▸ **Exercice court 1**:
Extrayez du texte sur la communauté de la séduction le passage qui commence par « Cette communauté est » et va jusqu'à « de sa méthode. ».
▸ **Exercice court 2**:
Pour chacune des affirmations suivantes, dites si elle concorde avec le texte sur la communauté de la séduction, en répondant oui ou non et en citant les mots du texte qui tranchent. (a) La communauté de la séduction est née en Californie. (b) Ross Jeffries était un ancien acteur de cinéma. (c) Sébastien Night affirme avoir abordé 1.000 femmes en 1 an.

▸ **Texte à lire**:
Née à la fin de les années 90, la très secrète «communauté» croit en un idéal de la séduction qui marcherait à tous les coups. Découvrez la Meute perpignanaise, le Clermont Cocky Club ou la Marseille Chacal Team.

Temps de lecture: 7 minutes

Face à une question aussi existentielle que «Quand faut-il rappeler une femme?», l'homme est assez démuni. Les femmes bénéficient de l'aide traditionnelle et rassurante de la presse féminine, qui les prend par la main dès le premier résultat Google. Pour les hommes, la première occurrence renvoie à une curieuse vidéo hébergée sur drague.tv. On y voit, affalé dans sa chaise de jardin, Sébastien Night, «expert en Séduction», professer ses leçons.

Si les conseils de Sébastien Night l'ont convaincu, l'homme seul face à Google sera alors dirigé vers son livre Séduire en 5 secondesses ateliers de formation et ses DVD. Sébastien Night a fait breveter sa méthode de séduction, la «méthode PRINCE», construite grâce à son incroyable métamorphose: «Je suis un ancien timide qui a abordé 1.000 femmes en 1 an»affirme-t-il. Pour crédibiliser sa méthode, il joue au coach sur les plateaux télés, même si ça ne marche pas à tous les coups.

La méthode PRINCE peut passer pour une sympathique arnaque, à classer dans la catégorie bien connue des coachs auto-proclamés. Mais Sébastien Night fonde sa science de la drague sur son expérience dans la «Communauté de la séduction», aussi appelé le «Game», une impressionnante nébuleuse de forums et de sites web, une sorte d'organisation semi-secrète de la drague mondiale qui possède le secret pour transformer n'importe quel «AFC» («Average frustrated chump», mec frustré moyen) en un «PUA» («Pick up artist», artiste de la drague).

Un jargon incompréhensible pour les non-initiés

Cette communauté est née en Californie à la fin des années 90 autour de la figure de Ross Jeffries (qui a inspiré le personnage de Tom Cruise dans Magnolia). Cet ancien scénariste de télévision a inventé la méthode de la «speed seduction» en s'inspirant de méthodes issues de la programmation neuro-linguistique (PNL), du développement personnel, de l'hypnose et du marketing. Ce sont ses élèves qui vont faire prospérer la communauté en ouvrant des forums et des sites autour de sa méthode.

Lignes de pointage d'objets nommés
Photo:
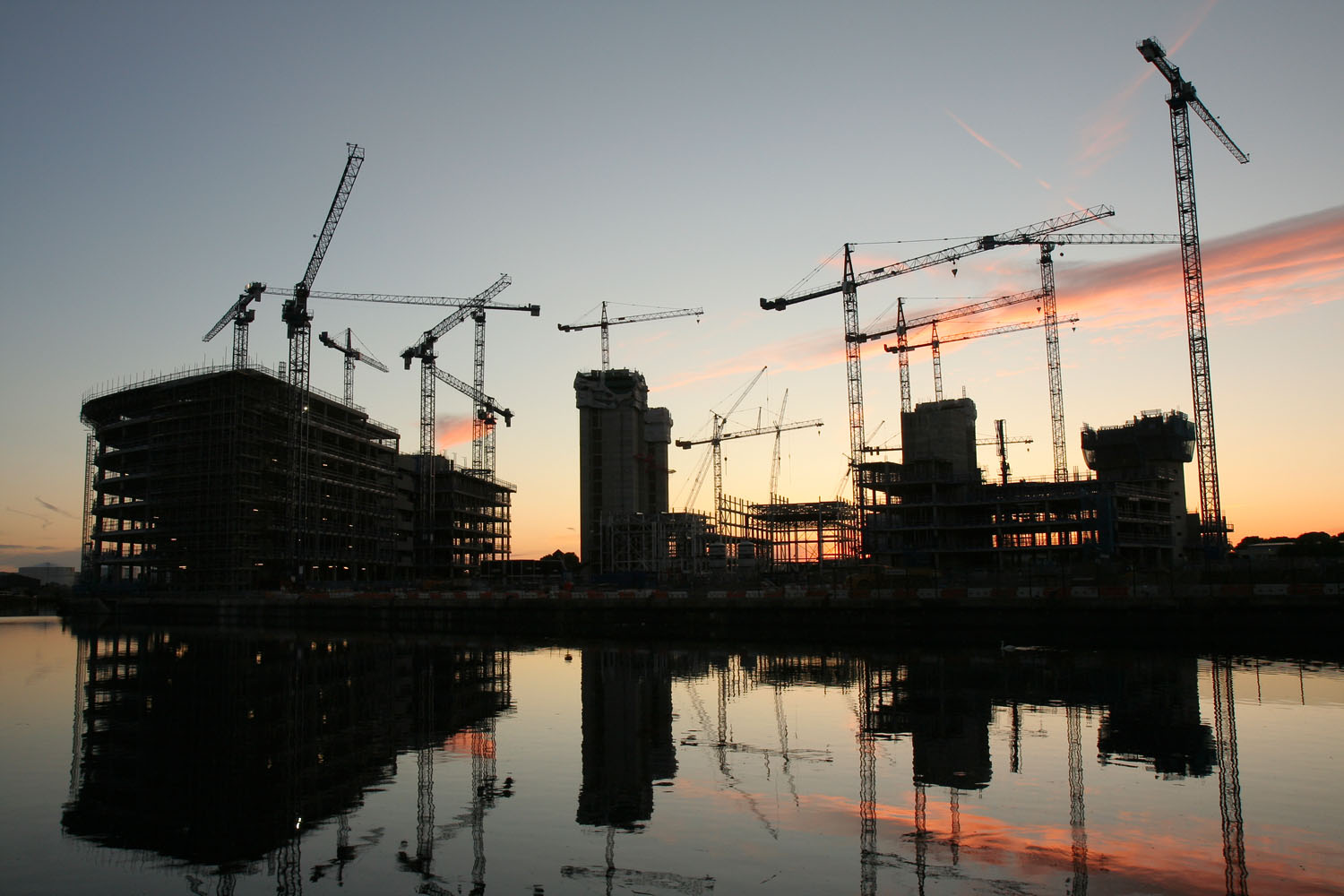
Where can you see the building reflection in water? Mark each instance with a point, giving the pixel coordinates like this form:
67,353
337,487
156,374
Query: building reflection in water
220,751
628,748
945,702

--

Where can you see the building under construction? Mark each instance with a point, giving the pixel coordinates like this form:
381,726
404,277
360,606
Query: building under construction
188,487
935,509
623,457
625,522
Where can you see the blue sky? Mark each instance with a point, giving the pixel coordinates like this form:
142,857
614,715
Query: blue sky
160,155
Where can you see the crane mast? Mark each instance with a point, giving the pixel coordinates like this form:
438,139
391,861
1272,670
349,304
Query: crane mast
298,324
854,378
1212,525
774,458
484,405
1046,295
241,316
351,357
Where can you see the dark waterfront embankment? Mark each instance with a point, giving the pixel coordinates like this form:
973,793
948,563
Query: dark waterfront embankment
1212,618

---

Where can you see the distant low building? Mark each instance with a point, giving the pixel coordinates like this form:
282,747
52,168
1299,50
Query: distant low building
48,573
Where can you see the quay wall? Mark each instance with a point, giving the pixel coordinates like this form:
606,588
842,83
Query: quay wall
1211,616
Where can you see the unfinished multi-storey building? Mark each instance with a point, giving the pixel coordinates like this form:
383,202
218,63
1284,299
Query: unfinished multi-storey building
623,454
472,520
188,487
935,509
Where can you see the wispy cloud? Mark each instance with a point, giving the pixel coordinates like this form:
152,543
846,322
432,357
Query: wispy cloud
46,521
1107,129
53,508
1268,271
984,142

▸ **Réponse 1**:
Cette communauté est née en Californie à la fin des années 90 autour de la figure de Ross Jeffries (qui a inspiré le personnage de Tom Cruise dans Magnolia). Cet ancien scénariste de télévision a inventé la méthode de la «speed seduction» en s'inspirant de méthodes issues de la programmation neuro-linguistique (PNL), du développement personnel, de l'hypnose et du marketing. Ce sont ses élèves qui vont faire prospérer la communauté en ouvrant des forums et des sites autour de sa méthode.

▸ **Réponse 2**:
(a) Oui : « Cette communauté est née en Californie à la fin des années 90 ».
(b) Non : « Cet ancien scénariste de télévision ».
(c) Oui : « Je suis un ancien timide qui a abordé 1.000 femmes en 1 an ».